**Task instructions:** Give the entries again, exactly as written.

**Supplied information:**
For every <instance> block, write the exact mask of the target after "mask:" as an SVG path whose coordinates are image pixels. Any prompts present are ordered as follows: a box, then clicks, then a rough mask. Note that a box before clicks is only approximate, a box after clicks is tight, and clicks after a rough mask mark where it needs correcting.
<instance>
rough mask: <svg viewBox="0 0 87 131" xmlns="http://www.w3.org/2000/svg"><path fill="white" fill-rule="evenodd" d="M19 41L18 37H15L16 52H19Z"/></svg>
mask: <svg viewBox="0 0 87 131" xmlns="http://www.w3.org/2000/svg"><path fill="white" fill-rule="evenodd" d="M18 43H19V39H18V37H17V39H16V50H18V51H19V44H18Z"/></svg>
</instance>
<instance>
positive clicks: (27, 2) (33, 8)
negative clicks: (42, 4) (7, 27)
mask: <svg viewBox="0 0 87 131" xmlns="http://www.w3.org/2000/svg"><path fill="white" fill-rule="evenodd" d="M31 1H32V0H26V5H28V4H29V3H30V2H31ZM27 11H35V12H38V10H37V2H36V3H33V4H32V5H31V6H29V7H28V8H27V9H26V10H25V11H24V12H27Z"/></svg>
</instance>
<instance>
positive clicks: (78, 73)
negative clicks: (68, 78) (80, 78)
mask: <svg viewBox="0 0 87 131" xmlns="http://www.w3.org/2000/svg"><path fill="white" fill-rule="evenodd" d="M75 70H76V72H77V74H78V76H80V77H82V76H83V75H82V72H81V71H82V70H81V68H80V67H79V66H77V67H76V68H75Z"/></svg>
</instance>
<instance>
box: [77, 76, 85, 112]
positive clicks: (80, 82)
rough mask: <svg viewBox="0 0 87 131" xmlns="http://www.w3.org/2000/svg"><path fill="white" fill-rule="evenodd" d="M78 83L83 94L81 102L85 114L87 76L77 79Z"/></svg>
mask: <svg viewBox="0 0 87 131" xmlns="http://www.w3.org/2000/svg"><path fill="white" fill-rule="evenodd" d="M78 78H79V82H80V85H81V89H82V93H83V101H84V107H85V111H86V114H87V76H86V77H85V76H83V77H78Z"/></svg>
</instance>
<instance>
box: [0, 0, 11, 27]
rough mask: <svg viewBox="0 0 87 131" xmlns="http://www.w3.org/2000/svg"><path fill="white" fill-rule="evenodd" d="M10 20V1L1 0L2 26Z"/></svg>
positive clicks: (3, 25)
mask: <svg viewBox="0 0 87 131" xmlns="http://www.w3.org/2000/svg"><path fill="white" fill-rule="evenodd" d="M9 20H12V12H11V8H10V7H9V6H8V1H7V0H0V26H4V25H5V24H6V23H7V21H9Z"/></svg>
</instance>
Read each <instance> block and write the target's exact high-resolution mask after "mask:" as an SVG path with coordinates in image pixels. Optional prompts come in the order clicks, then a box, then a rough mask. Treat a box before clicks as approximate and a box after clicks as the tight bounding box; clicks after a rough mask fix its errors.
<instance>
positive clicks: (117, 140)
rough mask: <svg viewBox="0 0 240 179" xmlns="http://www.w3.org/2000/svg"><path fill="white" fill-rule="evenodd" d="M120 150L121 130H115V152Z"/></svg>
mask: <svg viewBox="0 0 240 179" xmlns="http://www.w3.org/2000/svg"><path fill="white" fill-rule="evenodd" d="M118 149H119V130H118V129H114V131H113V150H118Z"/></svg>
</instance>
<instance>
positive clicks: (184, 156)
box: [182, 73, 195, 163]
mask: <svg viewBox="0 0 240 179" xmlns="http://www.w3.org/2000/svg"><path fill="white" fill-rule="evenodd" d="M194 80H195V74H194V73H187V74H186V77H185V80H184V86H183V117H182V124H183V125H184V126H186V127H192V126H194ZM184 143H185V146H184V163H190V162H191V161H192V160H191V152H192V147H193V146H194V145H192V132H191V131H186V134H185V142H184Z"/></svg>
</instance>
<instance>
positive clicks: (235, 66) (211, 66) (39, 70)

**Exercise answer:**
For every <instance> block, write the exact mask of the target after "mask:" as an SVG path whose coordinates are image pixels. Any prompts present are ordered as follows: a box, then clicks, then a rough mask. Note that a box before clicks is only approximate, a box after clicks is tight, and clicks after a rough mask mark where it needs correcting.
<instance>
rough mask: <svg viewBox="0 0 87 131" xmlns="http://www.w3.org/2000/svg"><path fill="white" fill-rule="evenodd" d="M19 41L18 37H15L16 52H19Z"/></svg>
mask: <svg viewBox="0 0 87 131" xmlns="http://www.w3.org/2000/svg"><path fill="white" fill-rule="evenodd" d="M18 43H19V39H18V37H17V39H16V50H18V51H19V44H18Z"/></svg>
</instance>
<instance>
positive clicks: (27, 2) (33, 8)
negative clicks: (42, 4) (7, 27)
mask: <svg viewBox="0 0 87 131" xmlns="http://www.w3.org/2000/svg"><path fill="white" fill-rule="evenodd" d="M31 1H32V0H26V5H28V4H29V3H30V2H31ZM27 11H35V12H38V10H37V2H36V3H33V4H32V5H31V6H29V7H28V8H27V9H26V10H25V11H24V12H27Z"/></svg>
</instance>
<instance>
positive clicks: (78, 73)
negative clicks: (68, 78) (80, 78)
mask: <svg viewBox="0 0 87 131" xmlns="http://www.w3.org/2000/svg"><path fill="white" fill-rule="evenodd" d="M75 70H76V72H77V74H78V76H80V77H82V76H83V75H82V72H81V71H82V70H81V68H80V67H79V66H77V67H76V68H75Z"/></svg>
</instance>
<instance>
box: [77, 76, 85, 112]
positive clicks: (80, 82)
rough mask: <svg viewBox="0 0 87 131" xmlns="http://www.w3.org/2000/svg"><path fill="white" fill-rule="evenodd" d="M78 83L83 94L81 102L85 114L87 76L77 79Z"/></svg>
mask: <svg viewBox="0 0 87 131" xmlns="http://www.w3.org/2000/svg"><path fill="white" fill-rule="evenodd" d="M78 78H79V82H80V85H81V89H82V93H83V101H84V107H85V111H86V114H87V76H86V77H85V76H83V77H78Z"/></svg>
</instance>
<instance>
box: [0, 0, 11, 27]
rough mask: <svg viewBox="0 0 87 131" xmlns="http://www.w3.org/2000/svg"><path fill="white" fill-rule="evenodd" d="M10 20V1L1 0L2 26Z"/></svg>
positive clicks: (3, 25)
mask: <svg viewBox="0 0 87 131" xmlns="http://www.w3.org/2000/svg"><path fill="white" fill-rule="evenodd" d="M9 20H12V12H11V8H10V7H9V6H8V1H7V0H0V26H4V25H5V24H6V23H7V21H9Z"/></svg>
</instance>
Read each <instance> block and write the target's exact high-resolution mask after "mask:" as an SVG path with coordinates in image pixels. Optional prompts come in the order clicks, then a box, then a rough mask. Treat a box before clicks as approximate and a box after clicks as the tight bounding box; clicks after a rough mask fix its errors.
<instance>
positive clicks: (117, 140)
rough mask: <svg viewBox="0 0 240 179" xmlns="http://www.w3.org/2000/svg"><path fill="white" fill-rule="evenodd" d="M120 150L121 130H115V152Z"/></svg>
mask: <svg viewBox="0 0 240 179" xmlns="http://www.w3.org/2000/svg"><path fill="white" fill-rule="evenodd" d="M118 149H119V130H118V129H114V131H113V150H118Z"/></svg>
</instance>
<instance>
positive clicks: (184, 156)
box: [182, 73, 195, 163]
mask: <svg viewBox="0 0 240 179" xmlns="http://www.w3.org/2000/svg"><path fill="white" fill-rule="evenodd" d="M194 80H195V74H194V73H187V74H186V77H185V80H184V86H183V117H182V124H183V125H184V126H186V127H192V126H194ZM184 143H185V146H184V163H190V162H191V161H192V160H191V152H192V147H193V146H194V145H192V132H191V131H186V134H185V142H184Z"/></svg>
</instance>
<instance>
positive clicks: (235, 66) (211, 66) (39, 70)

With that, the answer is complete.